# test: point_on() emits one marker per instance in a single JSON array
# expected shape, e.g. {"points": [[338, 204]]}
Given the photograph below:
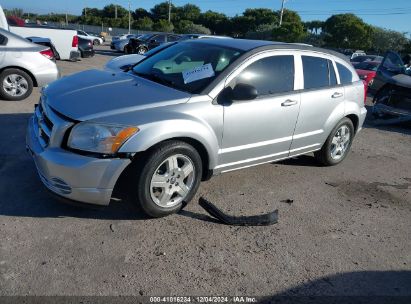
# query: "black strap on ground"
{"points": [[255, 220]]}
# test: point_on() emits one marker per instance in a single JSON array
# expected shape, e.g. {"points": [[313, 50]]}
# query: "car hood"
{"points": [[118, 62], [95, 94]]}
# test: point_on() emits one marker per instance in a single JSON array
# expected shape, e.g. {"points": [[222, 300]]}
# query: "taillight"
{"points": [[74, 43], [365, 90], [48, 54]]}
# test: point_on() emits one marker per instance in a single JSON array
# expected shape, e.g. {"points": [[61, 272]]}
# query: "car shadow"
{"points": [[301, 161], [350, 287], [23, 194], [372, 123]]}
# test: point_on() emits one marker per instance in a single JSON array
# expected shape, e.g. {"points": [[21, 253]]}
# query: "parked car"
{"points": [[147, 42], [202, 36], [97, 35], [46, 42], [64, 40], [392, 88], [195, 109], [121, 45], [367, 70], [85, 47], [23, 65], [125, 62], [357, 53], [94, 39]]}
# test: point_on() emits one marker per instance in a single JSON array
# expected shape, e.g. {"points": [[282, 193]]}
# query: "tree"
{"points": [[144, 24], [141, 13], [163, 25], [347, 31], [240, 25], [218, 23], [384, 40], [261, 16], [160, 11], [109, 11], [291, 30], [189, 12], [188, 27]]}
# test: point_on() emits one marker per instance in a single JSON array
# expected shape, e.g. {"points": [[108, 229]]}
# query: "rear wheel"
{"points": [[338, 144], [168, 178], [15, 84]]}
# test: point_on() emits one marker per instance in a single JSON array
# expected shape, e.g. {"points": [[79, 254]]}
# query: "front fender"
{"points": [[154, 133]]}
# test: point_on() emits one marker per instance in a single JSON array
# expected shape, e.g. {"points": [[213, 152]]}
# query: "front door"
{"points": [[261, 130]]}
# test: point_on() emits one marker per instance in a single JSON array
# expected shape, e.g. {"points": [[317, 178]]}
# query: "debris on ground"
{"points": [[255, 220]]}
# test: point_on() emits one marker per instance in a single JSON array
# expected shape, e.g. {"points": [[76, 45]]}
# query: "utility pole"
{"points": [[169, 11], [129, 16], [282, 11]]}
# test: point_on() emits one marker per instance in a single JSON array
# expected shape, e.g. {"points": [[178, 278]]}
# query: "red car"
{"points": [[367, 71]]}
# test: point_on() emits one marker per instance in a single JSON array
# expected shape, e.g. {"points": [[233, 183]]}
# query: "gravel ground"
{"points": [[347, 231]]}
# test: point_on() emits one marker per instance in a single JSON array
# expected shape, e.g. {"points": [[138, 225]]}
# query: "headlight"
{"points": [[93, 137]]}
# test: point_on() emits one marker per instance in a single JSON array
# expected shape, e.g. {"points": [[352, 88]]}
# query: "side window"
{"points": [[159, 38], [333, 78], [316, 73], [3, 40], [345, 74], [270, 75]]}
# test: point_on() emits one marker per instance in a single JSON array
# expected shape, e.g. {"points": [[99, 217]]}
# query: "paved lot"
{"points": [[346, 233]]}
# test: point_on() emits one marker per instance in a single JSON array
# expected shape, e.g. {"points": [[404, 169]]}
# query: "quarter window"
{"points": [[316, 73], [346, 76], [270, 75], [333, 78]]}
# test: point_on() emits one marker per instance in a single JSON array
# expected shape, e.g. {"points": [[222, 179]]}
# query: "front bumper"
{"points": [[72, 176]]}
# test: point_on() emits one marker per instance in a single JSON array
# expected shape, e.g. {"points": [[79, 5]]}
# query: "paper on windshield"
{"points": [[198, 73]]}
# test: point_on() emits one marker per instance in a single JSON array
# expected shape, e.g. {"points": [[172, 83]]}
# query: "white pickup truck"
{"points": [[64, 40]]}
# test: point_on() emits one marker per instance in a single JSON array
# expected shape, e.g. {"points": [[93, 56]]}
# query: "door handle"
{"points": [[337, 95], [289, 102]]}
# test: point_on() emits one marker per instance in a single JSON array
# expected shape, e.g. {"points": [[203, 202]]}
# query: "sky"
{"points": [[392, 14]]}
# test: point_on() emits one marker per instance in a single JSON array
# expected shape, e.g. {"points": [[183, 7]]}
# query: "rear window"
{"points": [[346, 76], [316, 74], [3, 40]]}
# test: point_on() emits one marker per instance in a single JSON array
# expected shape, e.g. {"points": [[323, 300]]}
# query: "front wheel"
{"points": [[338, 144], [15, 85], [168, 178]]}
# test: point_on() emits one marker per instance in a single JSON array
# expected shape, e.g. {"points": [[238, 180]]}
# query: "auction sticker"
{"points": [[198, 73]]}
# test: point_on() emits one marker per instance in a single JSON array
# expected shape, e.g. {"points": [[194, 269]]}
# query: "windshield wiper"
{"points": [[156, 78]]}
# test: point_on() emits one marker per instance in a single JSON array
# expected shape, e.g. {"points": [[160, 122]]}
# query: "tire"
{"points": [[15, 85], [337, 145], [163, 166]]}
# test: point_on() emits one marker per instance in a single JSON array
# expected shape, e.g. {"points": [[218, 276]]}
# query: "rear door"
{"points": [[260, 130], [321, 98]]}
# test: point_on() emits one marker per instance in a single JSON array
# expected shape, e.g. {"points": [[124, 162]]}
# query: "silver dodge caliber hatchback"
{"points": [[195, 109]]}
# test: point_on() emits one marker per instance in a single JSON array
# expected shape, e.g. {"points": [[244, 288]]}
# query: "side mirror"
{"points": [[244, 91]]}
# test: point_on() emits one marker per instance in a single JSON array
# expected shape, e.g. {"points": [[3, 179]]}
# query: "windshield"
{"points": [[368, 66], [188, 67]]}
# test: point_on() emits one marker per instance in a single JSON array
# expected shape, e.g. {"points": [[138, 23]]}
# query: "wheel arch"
{"points": [[35, 84]]}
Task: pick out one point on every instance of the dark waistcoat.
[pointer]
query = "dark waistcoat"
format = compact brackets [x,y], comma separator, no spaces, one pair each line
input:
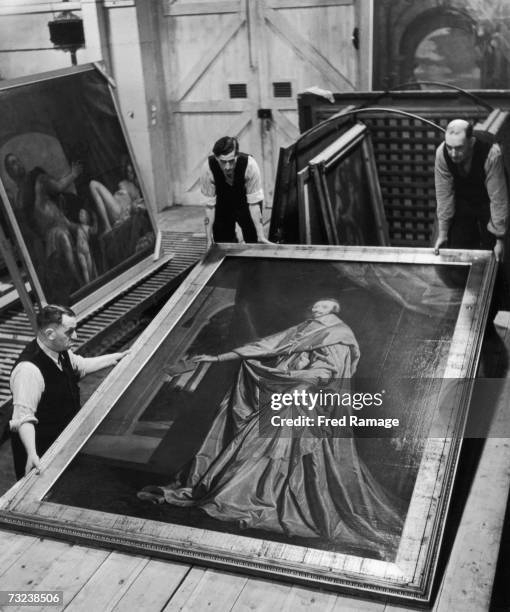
[230,198]
[60,400]
[471,195]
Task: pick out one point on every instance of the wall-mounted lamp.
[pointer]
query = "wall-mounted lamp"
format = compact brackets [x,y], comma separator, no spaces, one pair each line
[66,33]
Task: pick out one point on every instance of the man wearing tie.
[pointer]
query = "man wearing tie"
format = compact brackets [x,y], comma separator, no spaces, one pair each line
[44,386]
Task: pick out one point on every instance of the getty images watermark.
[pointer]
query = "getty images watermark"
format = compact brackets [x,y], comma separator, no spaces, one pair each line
[326,409]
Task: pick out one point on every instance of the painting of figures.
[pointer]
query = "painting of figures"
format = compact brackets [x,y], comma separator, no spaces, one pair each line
[69,184]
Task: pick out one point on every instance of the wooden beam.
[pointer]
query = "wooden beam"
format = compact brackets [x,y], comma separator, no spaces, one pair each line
[213,106]
[179,9]
[306,50]
[228,32]
[298,4]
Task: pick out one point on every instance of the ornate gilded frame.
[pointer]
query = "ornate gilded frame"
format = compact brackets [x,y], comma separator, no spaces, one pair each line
[410,578]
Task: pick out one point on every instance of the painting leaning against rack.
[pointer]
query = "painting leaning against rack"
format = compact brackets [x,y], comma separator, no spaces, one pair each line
[68,183]
[191,450]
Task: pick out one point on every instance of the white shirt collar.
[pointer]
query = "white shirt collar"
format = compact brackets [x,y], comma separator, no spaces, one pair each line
[51,354]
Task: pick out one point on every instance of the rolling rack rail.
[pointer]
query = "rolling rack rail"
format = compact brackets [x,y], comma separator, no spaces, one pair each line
[114,323]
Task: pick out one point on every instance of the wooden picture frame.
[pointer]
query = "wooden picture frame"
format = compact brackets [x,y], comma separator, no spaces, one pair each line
[71,189]
[348,198]
[418,320]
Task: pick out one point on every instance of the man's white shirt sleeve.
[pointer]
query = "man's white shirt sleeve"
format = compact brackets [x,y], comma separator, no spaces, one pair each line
[27,386]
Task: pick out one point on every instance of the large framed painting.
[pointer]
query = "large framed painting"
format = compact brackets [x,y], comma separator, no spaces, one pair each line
[345,204]
[290,412]
[285,222]
[69,185]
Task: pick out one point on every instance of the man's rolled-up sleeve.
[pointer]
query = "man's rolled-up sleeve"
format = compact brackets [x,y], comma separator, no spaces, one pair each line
[444,192]
[495,183]
[208,187]
[27,386]
[253,182]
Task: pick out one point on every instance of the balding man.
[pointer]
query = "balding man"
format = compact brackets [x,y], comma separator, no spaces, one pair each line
[471,192]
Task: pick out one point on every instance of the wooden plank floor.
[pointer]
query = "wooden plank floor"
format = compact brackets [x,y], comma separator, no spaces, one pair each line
[97,579]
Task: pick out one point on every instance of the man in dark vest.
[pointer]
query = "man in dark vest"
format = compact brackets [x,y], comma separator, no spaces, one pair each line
[232,186]
[44,386]
[471,192]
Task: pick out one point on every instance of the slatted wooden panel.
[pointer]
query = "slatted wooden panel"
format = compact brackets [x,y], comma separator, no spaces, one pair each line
[15,330]
[404,148]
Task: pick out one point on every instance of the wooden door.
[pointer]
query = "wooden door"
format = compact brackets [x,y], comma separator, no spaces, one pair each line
[234,67]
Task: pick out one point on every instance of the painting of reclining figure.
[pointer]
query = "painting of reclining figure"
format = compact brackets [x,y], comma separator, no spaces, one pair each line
[291,411]
[209,445]
[70,188]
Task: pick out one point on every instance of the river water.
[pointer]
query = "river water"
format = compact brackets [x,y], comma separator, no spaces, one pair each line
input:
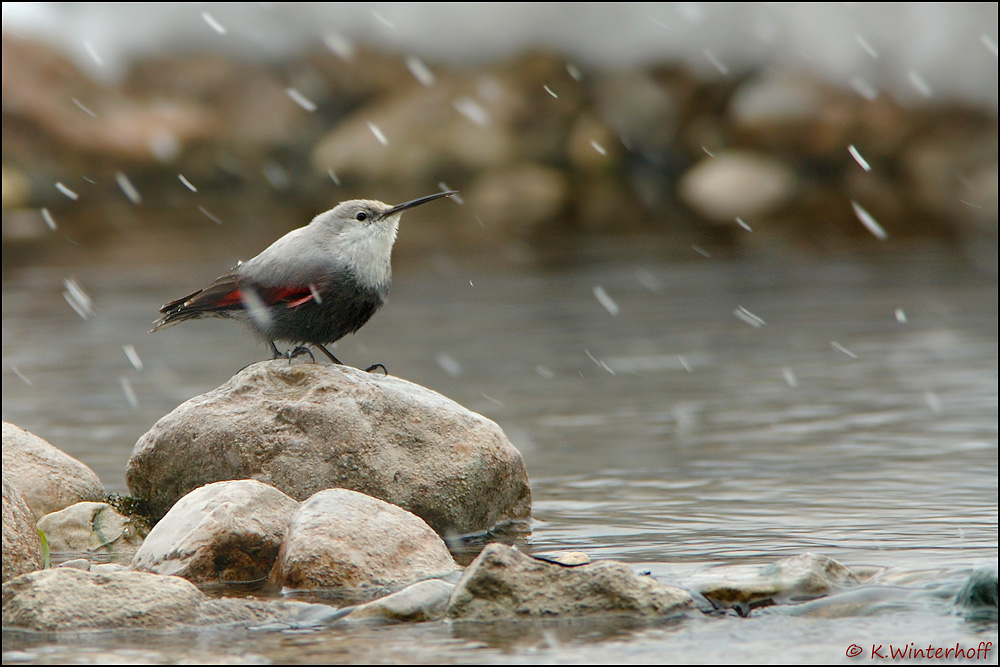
[679,412]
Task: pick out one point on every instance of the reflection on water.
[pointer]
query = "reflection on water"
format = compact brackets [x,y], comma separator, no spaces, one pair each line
[678,415]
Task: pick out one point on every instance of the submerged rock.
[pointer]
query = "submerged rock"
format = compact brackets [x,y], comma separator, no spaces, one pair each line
[422,601]
[71,600]
[504,584]
[226,532]
[21,546]
[979,596]
[307,427]
[352,547]
[794,579]
[91,527]
[47,478]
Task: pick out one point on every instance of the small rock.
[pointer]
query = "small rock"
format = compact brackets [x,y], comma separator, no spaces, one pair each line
[307,427]
[357,547]
[737,184]
[21,546]
[640,109]
[76,564]
[520,199]
[419,602]
[71,600]
[226,532]
[91,527]
[16,189]
[418,134]
[566,559]
[504,584]
[795,579]
[47,478]
[979,596]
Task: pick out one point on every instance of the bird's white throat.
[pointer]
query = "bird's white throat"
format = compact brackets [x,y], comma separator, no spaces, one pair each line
[367,249]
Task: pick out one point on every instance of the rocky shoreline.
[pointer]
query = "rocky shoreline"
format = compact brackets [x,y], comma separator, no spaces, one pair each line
[538,145]
[353,556]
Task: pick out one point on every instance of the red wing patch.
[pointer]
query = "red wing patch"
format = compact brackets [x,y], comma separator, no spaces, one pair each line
[230,299]
[291,296]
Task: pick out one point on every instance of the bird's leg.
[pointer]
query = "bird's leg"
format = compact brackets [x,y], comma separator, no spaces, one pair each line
[340,363]
[291,354]
[329,355]
[299,351]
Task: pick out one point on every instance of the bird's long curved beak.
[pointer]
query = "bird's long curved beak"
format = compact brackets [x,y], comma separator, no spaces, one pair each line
[417,202]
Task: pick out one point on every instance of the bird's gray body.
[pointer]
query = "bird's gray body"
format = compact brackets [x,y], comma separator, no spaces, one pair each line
[312,286]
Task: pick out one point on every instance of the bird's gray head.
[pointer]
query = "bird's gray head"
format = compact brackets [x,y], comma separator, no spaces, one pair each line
[361,233]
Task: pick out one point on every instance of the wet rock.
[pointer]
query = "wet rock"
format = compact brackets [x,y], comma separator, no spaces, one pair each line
[91,527]
[737,184]
[76,564]
[71,600]
[504,584]
[795,579]
[307,427]
[226,532]
[979,596]
[520,199]
[353,547]
[21,546]
[419,602]
[47,479]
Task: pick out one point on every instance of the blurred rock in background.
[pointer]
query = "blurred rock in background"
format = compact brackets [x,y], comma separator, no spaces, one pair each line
[293,117]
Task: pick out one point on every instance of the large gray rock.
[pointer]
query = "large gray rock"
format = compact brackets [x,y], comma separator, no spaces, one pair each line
[226,532]
[307,427]
[354,548]
[21,546]
[504,584]
[47,478]
[91,527]
[70,600]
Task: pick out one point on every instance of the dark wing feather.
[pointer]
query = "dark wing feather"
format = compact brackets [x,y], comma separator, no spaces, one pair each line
[221,297]
[226,295]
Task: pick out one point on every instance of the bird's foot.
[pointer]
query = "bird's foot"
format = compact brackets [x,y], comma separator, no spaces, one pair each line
[291,354]
[298,352]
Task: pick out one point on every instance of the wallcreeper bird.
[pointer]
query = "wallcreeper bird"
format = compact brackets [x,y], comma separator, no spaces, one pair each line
[314,285]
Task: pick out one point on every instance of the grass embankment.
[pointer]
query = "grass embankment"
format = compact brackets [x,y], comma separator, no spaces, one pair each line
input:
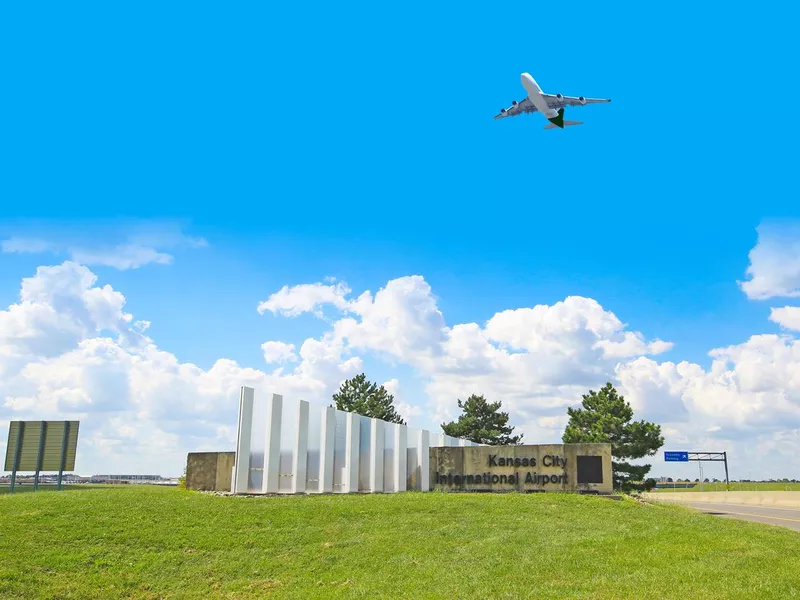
[736,487]
[150,542]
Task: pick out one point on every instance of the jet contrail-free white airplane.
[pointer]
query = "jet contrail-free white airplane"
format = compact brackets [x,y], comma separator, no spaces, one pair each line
[551,106]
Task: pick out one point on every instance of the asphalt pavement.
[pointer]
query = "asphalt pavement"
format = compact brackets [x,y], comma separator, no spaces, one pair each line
[783,517]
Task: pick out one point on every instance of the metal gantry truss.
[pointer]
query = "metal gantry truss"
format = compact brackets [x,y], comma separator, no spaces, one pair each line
[712,457]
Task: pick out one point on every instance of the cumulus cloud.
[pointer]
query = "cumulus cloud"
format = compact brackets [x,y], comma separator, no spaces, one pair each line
[774,268]
[296,300]
[787,317]
[69,349]
[278,352]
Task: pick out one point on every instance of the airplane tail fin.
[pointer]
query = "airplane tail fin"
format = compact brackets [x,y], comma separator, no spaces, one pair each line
[566,124]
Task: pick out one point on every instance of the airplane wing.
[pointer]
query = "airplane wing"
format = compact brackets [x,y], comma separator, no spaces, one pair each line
[557,101]
[517,108]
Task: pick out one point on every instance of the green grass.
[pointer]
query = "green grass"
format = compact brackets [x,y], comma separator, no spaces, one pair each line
[150,542]
[736,487]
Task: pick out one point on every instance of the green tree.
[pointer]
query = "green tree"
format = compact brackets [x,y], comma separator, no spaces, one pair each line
[607,417]
[482,423]
[366,398]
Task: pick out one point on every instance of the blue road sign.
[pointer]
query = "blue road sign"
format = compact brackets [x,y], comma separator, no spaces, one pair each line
[676,456]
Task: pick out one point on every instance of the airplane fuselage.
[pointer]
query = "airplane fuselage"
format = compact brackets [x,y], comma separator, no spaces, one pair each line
[535,96]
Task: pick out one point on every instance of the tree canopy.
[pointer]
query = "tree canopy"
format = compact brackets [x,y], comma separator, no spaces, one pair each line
[605,416]
[367,398]
[483,423]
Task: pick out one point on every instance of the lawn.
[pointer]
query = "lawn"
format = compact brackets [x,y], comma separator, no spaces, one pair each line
[151,542]
[737,487]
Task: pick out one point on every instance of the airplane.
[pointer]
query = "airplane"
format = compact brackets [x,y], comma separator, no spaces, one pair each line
[551,106]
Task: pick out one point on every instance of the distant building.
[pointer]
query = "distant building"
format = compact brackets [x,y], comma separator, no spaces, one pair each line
[130,479]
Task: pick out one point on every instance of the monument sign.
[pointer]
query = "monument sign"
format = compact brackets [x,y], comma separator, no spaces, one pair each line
[545,468]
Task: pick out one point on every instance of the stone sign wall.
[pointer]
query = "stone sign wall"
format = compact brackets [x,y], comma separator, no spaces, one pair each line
[582,468]
[209,471]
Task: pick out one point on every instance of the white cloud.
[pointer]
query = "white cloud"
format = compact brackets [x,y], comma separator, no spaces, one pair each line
[122,257]
[69,349]
[774,268]
[408,411]
[296,300]
[144,242]
[22,245]
[787,317]
[277,352]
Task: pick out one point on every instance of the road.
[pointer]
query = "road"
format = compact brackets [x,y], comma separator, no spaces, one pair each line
[784,517]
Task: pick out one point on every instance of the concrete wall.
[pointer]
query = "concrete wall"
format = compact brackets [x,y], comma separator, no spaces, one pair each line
[209,471]
[551,468]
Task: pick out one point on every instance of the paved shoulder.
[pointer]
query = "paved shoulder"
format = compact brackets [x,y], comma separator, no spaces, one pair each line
[783,517]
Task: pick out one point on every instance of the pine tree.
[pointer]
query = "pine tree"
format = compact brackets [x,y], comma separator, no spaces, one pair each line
[368,399]
[606,417]
[482,423]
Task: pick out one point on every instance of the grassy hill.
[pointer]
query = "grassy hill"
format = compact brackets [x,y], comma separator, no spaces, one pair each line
[150,542]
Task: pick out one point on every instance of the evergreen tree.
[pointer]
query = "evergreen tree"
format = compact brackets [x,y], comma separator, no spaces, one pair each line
[607,417]
[482,423]
[366,398]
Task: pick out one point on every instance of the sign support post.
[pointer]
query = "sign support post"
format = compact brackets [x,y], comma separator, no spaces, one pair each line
[701,456]
[42,433]
[17,452]
[63,454]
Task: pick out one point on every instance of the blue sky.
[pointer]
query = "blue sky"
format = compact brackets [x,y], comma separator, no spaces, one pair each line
[357,142]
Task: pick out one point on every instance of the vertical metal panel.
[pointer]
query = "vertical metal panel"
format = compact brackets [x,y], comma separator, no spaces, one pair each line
[412,455]
[351,456]
[272,445]
[388,456]
[242,462]
[288,430]
[340,453]
[258,452]
[364,454]
[313,448]
[327,445]
[300,457]
[423,454]
[401,460]
[376,456]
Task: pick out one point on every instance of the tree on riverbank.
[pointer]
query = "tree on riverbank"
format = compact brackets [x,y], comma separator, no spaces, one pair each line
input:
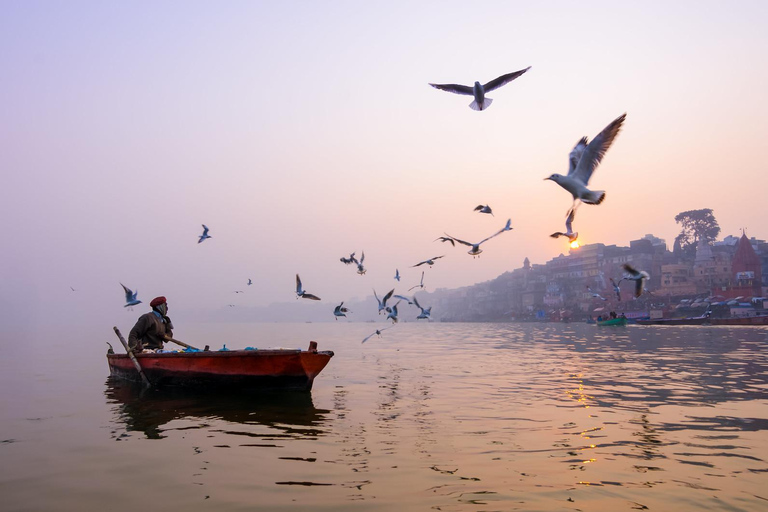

_ _ _ _ _ _ _

_Work order_. Word for word, please, restate the lines of the listing from the one holding "tree on riverbank." down to the last line, leaving out any pictures.

_Task solution_.
Task: pick out one point on every instance of the tree on riverbank.
[pointer]
query = "tree on riverbank"
format = compact brackets [x,y], comma separator, no spaces, one pair each line
input:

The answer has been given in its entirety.